→ Записи с ограничивающими рамками
<<<<

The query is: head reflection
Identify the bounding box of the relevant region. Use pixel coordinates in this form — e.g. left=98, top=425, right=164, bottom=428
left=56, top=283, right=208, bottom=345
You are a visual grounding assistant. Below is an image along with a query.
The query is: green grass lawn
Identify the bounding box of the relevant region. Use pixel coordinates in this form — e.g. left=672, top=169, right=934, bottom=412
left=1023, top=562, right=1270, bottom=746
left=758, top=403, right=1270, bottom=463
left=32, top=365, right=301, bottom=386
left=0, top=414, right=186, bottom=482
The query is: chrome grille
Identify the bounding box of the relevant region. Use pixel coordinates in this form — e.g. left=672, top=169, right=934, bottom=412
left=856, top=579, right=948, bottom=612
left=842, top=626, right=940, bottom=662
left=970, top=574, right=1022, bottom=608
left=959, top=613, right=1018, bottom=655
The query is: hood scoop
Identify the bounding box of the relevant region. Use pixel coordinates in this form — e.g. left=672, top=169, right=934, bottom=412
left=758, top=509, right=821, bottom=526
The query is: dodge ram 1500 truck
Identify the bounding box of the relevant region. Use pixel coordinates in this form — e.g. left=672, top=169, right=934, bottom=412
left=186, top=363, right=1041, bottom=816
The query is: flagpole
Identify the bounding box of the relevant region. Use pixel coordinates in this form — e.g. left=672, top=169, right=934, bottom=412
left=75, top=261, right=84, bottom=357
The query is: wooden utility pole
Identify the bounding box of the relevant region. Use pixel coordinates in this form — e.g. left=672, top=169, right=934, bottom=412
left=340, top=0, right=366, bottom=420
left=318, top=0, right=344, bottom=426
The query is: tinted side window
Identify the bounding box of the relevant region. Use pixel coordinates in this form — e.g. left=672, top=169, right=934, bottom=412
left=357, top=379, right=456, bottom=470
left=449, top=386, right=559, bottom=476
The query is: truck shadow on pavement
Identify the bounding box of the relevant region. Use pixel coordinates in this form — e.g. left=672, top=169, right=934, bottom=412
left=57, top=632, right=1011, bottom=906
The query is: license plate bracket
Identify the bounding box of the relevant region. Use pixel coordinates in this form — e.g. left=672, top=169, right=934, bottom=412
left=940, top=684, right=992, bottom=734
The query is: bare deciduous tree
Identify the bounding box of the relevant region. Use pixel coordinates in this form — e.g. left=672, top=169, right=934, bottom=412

>>>>

Продублируйте, пожалуйста, все пункты выше слово в слово, ничего не меняя.

The query is: head reflection
Identify the bounding box of the relevant region. Use pixel coordinates in this form — e.g. left=98, top=425, right=164, bottom=428
left=56, top=283, right=208, bottom=345
You are a visual grounding assistant. Below is an image along with a query.
The query is: green grass lawn
Identify the bounding box of the relevant region. Use pixel coordinates in this form — e.g. left=672, top=169, right=934, bottom=412
left=1023, top=562, right=1270, bottom=746
left=758, top=403, right=1270, bottom=463
left=32, top=365, right=301, bottom=386
left=0, top=414, right=186, bottom=482
The query is: chrome grille
Identify the bounding box of the relevant region. Use pixel coordinates in this form — e.g. left=672, top=169, right=934, bottom=412
left=856, top=579, right=948, bottom=612
left=842, top=626, right=940, bottom=662
left=970, top=574, right=1022, bottom=608
left=959, top=613, right=1018, bottom=655
The query is: hood scoop
Identify the bounding box of the relevant region. Use pixel coordinates in this form — e.g. left=672, top=169, right=934, bottom=412
left=758, top=509, right=821, bottom=526
The query is: dodge ram 1500 truck
Identify the bounding box of the relevant region. Use pixel coordinates in this form — e.g. left=672, top=169, right=934, bottom=412
left=186, top=363, right=1041, bottom=816
The query is: flagpole
Identify the bounding box of the relevant region. Use pixel coordinates in this form — e.g. left=672, top=169, right=934, bottom=412
left=75, top=261, right=84, bottom=357
The query is: wooden utility pole
Identify the bounding box of the relevant region. Use pixel coordinates in this form — e.g. left=672, top=169, right=934, bottom=412
left=340, top=0, right=366, bottom=420
left=318, top=0, right=344, bottom=426
The query is: tinted side window
Identify the bounding box of the relevant region. Use pixel coordinates in this form — e.g. left=672, top=169, right=934, bottom=412
left=357, top=379, right=456, bottom=470
left=449, top=386, right=559, bottom=476
The query is: truck shadow on pavement
Identify the bounding box of the relevant region. Use pixel coordinates in this form — e.g. left=672, top=169, right=934, bottom=412
left=57, top=632, right=1011, bottom=906
The query is: license plate bracket
Identify the bounding box of the relevant region. Use pixel coordinates in this form — e.g. left=672, top=169, right=934, bottom=412
left=940, top=684, right=992, bottom=734
The query is: bare deciduous tree
Identify the bounding box of the relevant region. Use pixel coordinates in this form — e.g. left=672, top=169, right=934, bottom=412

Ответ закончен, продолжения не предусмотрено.